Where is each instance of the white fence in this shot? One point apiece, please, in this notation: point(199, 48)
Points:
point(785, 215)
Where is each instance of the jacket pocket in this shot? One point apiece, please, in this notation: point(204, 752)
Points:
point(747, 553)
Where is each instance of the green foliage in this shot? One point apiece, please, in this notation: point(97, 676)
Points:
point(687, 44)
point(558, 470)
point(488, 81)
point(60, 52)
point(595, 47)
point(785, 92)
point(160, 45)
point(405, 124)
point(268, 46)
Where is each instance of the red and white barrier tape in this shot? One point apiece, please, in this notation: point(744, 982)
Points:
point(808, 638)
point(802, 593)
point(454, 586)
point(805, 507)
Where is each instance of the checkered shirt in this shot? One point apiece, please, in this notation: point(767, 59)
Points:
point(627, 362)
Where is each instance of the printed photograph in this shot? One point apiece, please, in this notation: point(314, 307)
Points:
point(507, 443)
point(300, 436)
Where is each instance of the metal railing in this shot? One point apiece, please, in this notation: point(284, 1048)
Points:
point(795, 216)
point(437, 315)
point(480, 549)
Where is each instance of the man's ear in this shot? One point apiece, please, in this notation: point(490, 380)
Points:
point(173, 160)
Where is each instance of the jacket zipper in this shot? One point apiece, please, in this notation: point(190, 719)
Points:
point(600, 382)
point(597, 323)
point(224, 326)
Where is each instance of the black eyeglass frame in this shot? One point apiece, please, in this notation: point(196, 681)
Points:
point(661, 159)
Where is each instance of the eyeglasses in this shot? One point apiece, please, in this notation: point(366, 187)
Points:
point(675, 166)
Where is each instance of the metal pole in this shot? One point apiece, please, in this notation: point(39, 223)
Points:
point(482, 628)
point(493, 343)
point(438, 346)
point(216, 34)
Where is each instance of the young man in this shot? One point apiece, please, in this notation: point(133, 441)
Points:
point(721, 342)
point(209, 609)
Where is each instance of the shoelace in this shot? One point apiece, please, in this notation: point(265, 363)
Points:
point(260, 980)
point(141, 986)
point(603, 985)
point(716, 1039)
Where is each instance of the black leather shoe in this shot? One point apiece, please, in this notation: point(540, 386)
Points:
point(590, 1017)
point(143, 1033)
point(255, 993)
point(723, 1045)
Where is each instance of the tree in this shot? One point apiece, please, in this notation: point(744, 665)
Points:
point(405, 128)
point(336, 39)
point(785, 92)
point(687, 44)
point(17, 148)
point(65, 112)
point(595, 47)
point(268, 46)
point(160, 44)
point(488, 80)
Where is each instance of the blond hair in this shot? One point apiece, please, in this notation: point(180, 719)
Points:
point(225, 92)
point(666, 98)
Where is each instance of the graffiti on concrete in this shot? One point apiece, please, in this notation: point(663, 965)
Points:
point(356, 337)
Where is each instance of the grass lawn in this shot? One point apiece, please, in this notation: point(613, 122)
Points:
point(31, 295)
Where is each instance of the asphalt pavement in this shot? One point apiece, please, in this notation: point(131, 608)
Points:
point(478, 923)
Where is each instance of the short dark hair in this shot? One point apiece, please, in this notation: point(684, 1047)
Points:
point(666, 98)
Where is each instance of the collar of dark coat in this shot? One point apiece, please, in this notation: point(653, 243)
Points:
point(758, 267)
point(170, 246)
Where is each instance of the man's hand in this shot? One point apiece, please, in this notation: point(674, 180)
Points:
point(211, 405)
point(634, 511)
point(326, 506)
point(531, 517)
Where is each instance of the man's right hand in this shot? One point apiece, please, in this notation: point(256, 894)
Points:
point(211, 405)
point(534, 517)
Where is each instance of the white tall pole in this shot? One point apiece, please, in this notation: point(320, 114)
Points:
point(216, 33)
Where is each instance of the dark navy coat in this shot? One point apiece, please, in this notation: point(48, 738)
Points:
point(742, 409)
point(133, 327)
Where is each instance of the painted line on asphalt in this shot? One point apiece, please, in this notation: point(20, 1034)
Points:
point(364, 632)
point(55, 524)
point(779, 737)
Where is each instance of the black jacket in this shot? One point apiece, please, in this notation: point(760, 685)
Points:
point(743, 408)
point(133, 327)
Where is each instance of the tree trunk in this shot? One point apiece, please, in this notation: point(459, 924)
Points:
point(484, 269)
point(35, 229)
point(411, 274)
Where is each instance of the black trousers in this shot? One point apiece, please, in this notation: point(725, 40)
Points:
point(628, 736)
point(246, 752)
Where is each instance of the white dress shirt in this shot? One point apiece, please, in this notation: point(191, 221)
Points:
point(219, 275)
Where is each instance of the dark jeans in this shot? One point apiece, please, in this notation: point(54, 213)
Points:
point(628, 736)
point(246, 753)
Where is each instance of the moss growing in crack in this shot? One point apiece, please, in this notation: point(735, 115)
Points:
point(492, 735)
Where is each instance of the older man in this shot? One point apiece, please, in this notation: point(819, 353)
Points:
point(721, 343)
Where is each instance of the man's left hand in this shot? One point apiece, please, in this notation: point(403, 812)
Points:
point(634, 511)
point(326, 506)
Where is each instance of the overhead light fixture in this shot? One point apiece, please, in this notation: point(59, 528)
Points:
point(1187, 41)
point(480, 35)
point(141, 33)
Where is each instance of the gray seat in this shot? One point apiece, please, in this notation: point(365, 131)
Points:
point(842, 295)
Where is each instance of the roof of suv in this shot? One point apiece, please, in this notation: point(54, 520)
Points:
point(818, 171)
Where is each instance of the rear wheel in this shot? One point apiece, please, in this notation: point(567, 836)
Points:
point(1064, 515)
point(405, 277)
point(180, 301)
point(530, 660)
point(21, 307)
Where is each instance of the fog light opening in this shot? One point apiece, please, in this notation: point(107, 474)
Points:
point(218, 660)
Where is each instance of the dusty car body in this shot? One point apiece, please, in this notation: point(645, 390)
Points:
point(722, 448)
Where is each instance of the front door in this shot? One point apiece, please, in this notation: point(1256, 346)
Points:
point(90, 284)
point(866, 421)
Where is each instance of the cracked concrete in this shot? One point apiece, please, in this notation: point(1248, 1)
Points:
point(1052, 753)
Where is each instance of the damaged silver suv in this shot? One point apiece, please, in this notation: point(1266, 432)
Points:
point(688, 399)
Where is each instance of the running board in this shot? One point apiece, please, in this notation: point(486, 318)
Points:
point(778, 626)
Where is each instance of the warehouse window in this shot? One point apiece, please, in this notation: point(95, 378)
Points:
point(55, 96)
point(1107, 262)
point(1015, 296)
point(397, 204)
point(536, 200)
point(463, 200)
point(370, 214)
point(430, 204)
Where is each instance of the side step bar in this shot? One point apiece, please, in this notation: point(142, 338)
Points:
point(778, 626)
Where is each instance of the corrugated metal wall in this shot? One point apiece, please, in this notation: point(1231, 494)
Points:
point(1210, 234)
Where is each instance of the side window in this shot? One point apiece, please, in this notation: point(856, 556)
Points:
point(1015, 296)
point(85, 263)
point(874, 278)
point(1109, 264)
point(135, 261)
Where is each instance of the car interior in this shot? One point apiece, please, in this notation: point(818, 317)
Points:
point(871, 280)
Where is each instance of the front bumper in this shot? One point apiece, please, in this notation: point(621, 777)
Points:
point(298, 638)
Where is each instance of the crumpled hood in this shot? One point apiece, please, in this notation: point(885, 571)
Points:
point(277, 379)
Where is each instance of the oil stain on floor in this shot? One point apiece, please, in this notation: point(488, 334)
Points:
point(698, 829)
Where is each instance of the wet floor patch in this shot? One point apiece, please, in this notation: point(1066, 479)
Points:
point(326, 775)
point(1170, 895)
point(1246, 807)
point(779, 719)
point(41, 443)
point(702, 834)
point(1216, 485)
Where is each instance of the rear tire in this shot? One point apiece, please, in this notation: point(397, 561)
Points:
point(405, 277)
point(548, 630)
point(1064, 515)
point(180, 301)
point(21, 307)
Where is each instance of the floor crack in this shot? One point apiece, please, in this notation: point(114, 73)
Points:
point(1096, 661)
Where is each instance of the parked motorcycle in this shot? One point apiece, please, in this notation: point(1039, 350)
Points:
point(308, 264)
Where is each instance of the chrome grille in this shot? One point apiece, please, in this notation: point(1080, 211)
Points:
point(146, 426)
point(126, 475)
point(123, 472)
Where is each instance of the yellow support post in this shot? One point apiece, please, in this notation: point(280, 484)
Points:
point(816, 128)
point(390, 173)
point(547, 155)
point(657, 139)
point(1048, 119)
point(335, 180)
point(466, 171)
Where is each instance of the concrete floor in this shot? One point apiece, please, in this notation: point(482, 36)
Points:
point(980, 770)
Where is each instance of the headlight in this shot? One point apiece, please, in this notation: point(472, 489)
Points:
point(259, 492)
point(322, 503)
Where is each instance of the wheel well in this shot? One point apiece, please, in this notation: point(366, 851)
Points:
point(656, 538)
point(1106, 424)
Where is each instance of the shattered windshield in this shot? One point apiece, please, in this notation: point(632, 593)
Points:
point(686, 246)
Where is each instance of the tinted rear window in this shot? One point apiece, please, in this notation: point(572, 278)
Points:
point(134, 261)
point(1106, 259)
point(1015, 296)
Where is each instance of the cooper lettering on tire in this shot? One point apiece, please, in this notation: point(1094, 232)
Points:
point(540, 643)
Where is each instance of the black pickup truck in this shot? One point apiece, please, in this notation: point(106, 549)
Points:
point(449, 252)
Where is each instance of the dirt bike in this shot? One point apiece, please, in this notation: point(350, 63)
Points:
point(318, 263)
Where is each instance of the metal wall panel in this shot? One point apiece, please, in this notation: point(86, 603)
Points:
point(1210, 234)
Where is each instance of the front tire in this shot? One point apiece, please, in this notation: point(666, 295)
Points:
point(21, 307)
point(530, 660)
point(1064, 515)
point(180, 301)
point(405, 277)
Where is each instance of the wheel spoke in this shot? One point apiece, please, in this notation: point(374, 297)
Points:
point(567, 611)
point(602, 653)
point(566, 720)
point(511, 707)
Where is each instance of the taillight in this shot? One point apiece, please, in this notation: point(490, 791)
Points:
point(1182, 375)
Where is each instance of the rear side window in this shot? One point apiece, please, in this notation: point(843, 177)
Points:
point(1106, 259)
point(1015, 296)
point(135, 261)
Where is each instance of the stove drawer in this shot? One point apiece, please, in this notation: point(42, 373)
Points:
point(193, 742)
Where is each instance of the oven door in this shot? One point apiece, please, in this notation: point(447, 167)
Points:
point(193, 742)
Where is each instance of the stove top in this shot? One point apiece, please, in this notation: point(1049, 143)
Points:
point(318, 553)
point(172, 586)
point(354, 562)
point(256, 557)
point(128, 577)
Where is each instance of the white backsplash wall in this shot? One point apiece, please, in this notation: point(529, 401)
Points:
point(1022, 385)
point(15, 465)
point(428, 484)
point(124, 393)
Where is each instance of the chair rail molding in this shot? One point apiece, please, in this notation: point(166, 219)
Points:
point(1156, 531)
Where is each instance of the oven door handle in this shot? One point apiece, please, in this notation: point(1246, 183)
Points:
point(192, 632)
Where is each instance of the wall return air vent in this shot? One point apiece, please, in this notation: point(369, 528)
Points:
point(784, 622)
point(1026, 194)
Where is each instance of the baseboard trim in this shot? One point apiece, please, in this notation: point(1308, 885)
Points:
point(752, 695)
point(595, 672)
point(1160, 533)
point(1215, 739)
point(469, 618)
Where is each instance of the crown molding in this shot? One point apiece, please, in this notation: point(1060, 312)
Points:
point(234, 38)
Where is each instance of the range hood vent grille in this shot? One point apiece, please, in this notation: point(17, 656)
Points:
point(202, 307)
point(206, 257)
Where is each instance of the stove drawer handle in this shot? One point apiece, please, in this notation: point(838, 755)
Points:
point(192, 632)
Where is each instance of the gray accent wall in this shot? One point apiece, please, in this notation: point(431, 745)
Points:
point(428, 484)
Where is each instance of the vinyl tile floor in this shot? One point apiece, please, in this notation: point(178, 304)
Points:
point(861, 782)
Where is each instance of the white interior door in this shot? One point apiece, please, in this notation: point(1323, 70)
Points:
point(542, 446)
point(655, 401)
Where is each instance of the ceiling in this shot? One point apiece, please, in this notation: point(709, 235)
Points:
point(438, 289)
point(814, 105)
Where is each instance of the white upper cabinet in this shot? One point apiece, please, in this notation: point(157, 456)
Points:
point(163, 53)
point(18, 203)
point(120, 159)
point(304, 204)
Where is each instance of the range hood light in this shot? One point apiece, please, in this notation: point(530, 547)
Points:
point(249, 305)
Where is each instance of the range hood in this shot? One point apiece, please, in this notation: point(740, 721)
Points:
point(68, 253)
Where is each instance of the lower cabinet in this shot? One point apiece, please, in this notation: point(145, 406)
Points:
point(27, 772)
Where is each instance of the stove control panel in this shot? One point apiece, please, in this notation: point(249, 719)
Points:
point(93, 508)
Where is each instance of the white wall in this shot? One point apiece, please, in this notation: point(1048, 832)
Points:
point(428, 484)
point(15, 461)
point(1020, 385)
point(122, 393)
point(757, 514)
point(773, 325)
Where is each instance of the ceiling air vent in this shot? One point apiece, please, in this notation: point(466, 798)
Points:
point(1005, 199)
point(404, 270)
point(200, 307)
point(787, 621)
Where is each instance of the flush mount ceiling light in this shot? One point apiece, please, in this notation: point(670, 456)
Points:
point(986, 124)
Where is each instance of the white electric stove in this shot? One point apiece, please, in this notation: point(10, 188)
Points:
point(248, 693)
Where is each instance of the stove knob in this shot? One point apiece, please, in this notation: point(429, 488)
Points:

══════════

= Assignment =
Set down the lines above as they stand, starting with the first line and ending with the line that contains "Where is each instance of the shoelace".

= Result =
Where is each instance of the white fence in this shot? One point apiece, please, in this notation: point(199, 48)
Points:
point(785, 215)
Where is each instance of the jacket pocket in this shot? One point apiece, please, in this notation: point(204, 752)
Points:
point(747, 553)
Where is each instance of the green foliage in this shot? One point apiece, please, in this notation: point(97, 676)
Points:
point(687, 44)
point(558, 470)
point(488, 81)
point(60, 52)
point(595, 47)
point(785, 92)
point(160, 45)
point(405, 124)
point(268, 46)
Where is each instance of the red and white barrier tape in this shot? One point apiece, please, in this notation: point(744, 982)
Points:
point(808, 638)
point(802, 593)
point(454, 586)
point(805, 507)
Where is each instance of the checkered shirt in this shot? One point apiece, please, in this notation: point(767, 59)
Points:
point(627, 362)
Where is each instance of the printed photograph in this shot? One point apiece, please, in this notation: point(314, 307)
Points:
point(507, 443)
point(300, 436)
Where is each instance of the metal railing in this shot? One point apiece, please, in this notation: point(284, 1048)
Points:
point(795, 216)
point(437, 315)
point(480, 549)
Where is each instance of the man's ear in this shot? One point apiece, please, in this notation: point(490, 380)
Points:
point(173, 160)
Where is each instance of the jacket zipper in this shot? One point apiece, please, in this notation: point(190, 719)
Points:
point(600, 382)
point(597, 323)
point(224, 326)
Where is each instance of the black eyeglass frame in this shot? One point apiece, please, in this notation: point(196, 681)
Points:
point(661, 159)
Where is each instance of the eyeglasses in this shot? One point apiece, please, in this notation: point(366, 187)
Points:
point(675, 166)
Where is each instance of the metal pole in this shot? One point apiece, please, in this notation: point(39, 223)
Points:
point(482, 628)
point(493, 343)
point(438, 346)
point(216, 34)
Where is each instance of the young man in this shot? One point apiece, please, in this notation: point(133, 441)
Points:
point(721, 342)
point(209, 609)
Where is each instance of the shoelace in this shot? One point apiece, please, in this notation: point(265, 363)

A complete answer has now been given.